::: WORKING DATA :::

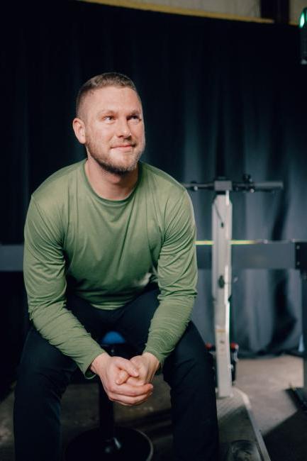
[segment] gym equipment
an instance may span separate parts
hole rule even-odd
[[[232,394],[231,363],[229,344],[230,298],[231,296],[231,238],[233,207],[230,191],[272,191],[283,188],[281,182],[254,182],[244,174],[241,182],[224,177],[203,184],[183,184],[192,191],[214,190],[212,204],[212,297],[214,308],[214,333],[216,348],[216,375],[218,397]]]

:::
::: WORKING DATA :::

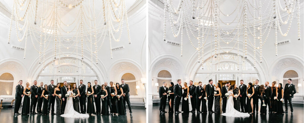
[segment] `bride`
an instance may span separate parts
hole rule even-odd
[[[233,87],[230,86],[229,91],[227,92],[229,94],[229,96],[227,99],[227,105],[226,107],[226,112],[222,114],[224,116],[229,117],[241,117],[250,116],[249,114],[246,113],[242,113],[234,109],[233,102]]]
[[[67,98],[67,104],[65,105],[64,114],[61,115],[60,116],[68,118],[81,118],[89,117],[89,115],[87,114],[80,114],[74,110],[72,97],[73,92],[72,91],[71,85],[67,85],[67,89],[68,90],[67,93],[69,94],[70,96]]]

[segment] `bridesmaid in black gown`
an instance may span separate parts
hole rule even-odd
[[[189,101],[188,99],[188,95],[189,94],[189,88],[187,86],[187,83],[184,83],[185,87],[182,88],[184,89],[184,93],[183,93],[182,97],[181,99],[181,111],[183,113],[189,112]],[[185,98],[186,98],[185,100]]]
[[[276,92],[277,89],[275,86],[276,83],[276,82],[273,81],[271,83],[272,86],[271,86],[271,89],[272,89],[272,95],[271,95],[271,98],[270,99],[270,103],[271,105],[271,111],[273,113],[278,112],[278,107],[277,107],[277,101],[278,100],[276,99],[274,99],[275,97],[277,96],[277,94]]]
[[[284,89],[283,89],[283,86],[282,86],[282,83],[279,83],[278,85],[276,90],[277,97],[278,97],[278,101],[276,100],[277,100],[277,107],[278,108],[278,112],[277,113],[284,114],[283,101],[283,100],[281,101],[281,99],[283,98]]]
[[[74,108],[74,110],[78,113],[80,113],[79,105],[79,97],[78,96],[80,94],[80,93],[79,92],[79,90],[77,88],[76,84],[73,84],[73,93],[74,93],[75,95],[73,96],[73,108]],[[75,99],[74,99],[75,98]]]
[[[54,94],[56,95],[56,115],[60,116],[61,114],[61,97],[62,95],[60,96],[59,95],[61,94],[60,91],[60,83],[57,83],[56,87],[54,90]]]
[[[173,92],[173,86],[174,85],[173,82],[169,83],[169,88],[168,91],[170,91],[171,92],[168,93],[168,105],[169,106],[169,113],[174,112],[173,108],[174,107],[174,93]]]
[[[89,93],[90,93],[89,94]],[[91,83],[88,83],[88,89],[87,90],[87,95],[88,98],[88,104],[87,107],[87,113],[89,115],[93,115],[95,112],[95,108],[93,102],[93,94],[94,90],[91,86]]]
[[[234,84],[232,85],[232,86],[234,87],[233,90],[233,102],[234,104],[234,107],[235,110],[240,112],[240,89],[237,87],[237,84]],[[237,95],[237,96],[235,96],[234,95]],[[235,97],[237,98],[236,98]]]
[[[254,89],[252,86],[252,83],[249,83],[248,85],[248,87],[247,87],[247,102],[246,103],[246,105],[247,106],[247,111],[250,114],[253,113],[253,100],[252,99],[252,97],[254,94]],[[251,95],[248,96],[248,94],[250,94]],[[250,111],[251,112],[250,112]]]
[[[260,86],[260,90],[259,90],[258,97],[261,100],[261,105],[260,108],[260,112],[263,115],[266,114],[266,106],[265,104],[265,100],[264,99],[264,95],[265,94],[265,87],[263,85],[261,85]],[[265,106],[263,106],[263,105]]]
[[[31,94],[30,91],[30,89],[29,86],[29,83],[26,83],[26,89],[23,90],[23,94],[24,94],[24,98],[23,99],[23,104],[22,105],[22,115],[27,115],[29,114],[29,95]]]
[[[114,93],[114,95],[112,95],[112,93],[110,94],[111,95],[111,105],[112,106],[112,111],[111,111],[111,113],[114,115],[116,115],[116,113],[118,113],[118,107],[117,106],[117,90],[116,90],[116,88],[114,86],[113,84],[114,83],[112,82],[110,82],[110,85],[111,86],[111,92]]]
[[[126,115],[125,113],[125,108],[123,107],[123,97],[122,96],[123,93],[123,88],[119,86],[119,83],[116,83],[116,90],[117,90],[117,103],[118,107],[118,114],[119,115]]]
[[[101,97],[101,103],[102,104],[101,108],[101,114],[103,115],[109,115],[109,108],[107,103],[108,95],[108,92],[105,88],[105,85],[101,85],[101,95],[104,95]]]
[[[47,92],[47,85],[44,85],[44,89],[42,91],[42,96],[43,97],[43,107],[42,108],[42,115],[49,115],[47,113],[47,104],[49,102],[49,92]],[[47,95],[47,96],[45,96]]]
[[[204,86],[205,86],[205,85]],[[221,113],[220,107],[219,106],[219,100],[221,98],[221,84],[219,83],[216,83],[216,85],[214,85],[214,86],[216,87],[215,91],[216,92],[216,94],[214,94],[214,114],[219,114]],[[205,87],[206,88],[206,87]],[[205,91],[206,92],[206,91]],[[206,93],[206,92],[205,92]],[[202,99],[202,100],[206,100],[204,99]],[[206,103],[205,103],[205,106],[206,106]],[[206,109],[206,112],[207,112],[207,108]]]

:::
::: WORKING DATA :::

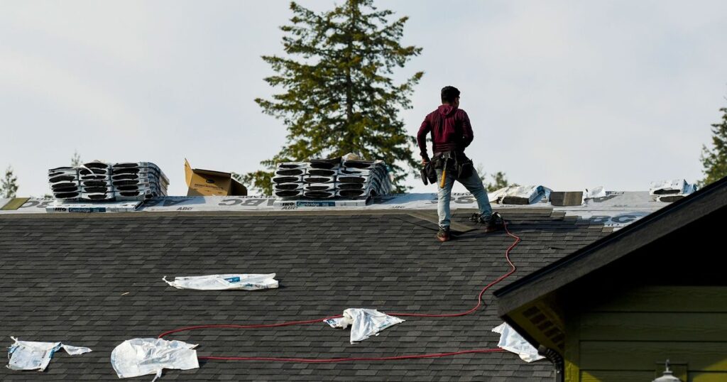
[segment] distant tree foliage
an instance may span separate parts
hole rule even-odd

:::

● **TO DO**
Find every line in the records above that contains the string "segment" and copy each of those lines. Matching is case-sensitive.

● **EXERCISE OUTPUT**
[segment] gym equipment
[segment] `bride`
[segment] `bridesmaid in black gown`
[segment] distant tree foliage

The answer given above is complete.